* begin READING TEXT *
And if the Beck show weren’t sufficiently empty of content, Lawrence O’Donnell who’s been sitting in for Keith Olbermann (Before taking a hiatus to attend to his dying father, Olbermann did a 30 minute incomprehensible rant on health care.) spent most of the Countdown hour re-running the video of the odd encounter of Beck/Massa, which had taken place two hours earlier. Entirely circular. Cable news now examines only its own navel.
And while I’m busy watching – and reading about – cable news, it is the 152nd day of the ninth year of the War in Afghanistan.
UPDATE: I surprise even myself – after pasting a quote – above – I then say “he also says” and paste a portion of the first quote. Perhaps I shouldn’t post till the afternoon.
For well over 20 years, conservative voices have dominated radio. Their message has not been “conservatism is good”. Their message has been “liberalism is bad“; it’s anti-American and will destroy the Republic. I finally lost a brother to this near-seditious drumbeat and that hurt a lot. It still does. Then, FOX News joined the noise machine in 1996, just in time to leap into the relentless drumbeat against Bill Clinton.
Now conservative media figures claim that the ‘mainstream media’ is liberally biased and that’s why they had to come into being. I guess they see themselves as out of the mainstream of American life, fighting the mainstream, since most Americans turn to newspapers, magazines, local TV, network news, public radio and TV for their information. In other words, mainstream Americans turn to the mainstream media. And since those media are not liberal bashers (except maybe the Wall St Journal editorial page!), conservatives say they therefore are liberal. This is nonsense of course.
* end READING TEXT *
* begin MATERIALS PROVIDED *
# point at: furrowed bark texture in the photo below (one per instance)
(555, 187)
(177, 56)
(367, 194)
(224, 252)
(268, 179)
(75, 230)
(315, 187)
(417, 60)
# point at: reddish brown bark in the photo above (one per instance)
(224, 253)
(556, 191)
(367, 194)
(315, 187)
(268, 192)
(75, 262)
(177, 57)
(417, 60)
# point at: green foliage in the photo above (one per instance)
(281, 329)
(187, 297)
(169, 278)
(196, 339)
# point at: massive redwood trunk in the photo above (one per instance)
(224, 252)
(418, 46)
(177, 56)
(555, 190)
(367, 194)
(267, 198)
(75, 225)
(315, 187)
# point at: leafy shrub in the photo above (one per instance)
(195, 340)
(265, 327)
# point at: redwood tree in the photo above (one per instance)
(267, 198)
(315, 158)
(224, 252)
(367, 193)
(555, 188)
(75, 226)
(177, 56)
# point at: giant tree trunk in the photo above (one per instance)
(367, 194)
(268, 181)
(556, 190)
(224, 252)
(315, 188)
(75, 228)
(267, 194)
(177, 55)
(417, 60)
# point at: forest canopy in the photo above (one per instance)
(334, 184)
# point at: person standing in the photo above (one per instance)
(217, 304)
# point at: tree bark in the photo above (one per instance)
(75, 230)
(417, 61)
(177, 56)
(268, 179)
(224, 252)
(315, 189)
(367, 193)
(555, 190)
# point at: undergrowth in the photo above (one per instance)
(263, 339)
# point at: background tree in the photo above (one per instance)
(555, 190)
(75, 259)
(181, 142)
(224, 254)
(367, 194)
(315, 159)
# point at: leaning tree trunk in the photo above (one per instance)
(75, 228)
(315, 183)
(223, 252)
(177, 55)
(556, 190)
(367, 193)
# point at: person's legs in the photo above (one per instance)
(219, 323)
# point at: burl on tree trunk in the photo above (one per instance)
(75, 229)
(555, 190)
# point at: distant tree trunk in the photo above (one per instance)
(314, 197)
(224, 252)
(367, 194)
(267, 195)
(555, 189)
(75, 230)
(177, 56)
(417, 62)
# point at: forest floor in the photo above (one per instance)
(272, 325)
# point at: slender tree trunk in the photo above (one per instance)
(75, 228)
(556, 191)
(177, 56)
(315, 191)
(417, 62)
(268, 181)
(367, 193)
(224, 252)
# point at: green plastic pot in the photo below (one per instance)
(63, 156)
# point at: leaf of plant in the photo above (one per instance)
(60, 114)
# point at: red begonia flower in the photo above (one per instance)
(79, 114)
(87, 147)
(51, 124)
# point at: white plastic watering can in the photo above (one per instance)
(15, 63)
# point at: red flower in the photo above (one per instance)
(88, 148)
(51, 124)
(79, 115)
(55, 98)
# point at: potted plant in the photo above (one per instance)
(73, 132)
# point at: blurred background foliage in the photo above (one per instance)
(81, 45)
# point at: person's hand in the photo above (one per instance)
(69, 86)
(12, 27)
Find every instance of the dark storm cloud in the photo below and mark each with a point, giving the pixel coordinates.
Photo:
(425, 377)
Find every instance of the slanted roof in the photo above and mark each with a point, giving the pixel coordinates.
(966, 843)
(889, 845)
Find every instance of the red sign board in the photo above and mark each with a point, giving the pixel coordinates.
* end MATERIALS PROVIDED *
*WRITTEN REQUEST 1*: Can you shift every coordinate in the answers by adding 37 to each number, and rewrite the records, requests included, beginning at the line that has "# point at: red begonia" and stopping after the last line of the records?
*WRITTEN REQUEST 2*: Would you pick up the commentary on cable news and conservative media and continue it from its final sentence?

*ANSWER 1*:
# point at: red begonia flower in the photo above (one per instance)
(116, 151)
(124, 184)
(88, 161)
# point at: white plastic watering can in the photo above (one per instance)
(52, 100)
# point at: red flower in the photo above (one per instance)
(125, 185)
(88, 161)
(116, 152)
(92, 135)
# point at: potted plant in the photo above (one per instance)
(110, 169)
# point at: blurred background foliage in the photo above (one per instance)
(118, 82)
# point at: person's hand in the photo above (one per instance)
(106, 123)
(49, 64)
Find every instance of the dark storm cloud in the photo below and mark each with a point, giving the pixel coordinates.
Photo:
(462, 414)
Find every instance of the slanted roof in the photo above and mark each with a point, giving the pixel coordinates.
(1003, 880)
(926, 882)
Find every instance of the red sign board in the photo above and mark each with a point, giving the pixel coordinates.

*ANSWER 2*:
Nevertheless, when Keith Olbermann showed up on MSNBC a few years back, it was pretty exciting for this liberal. I hadn’t heard that kind of talk anywhere outside the pages of liberal magazines (and maybe on Bill Moyers – who speaks, however, in soft and even tones). So it was a thrill.
And he brought many of the bright emerging stars from the blogesphere into the conversation. That made his show fresh and dynamic. Worst Person in the World was fun. The very earliest ‘special comments’ were water in the desert. They were ‘yeah, yeah’ moments, especially when he said the things about Bush we all wanted to hear said publicly. For a change. And he made Rachel Maddow a liberal star.
He mocked Fox News relentlessly, especially Bill O’Reilly. And then, he became Fox News. Now liberals like me aren’t listening anymore. Thehe Fox style is not our style. (I know he’s going after Dems too. It’s the consant outrage that’s wearisome.)
Today, the LA Times tells us (rather jubilantly) that Keith’s number are slipping. He’s losing his audience. I wonder if he knows why. I wonder if he’ll figure out that we is not them.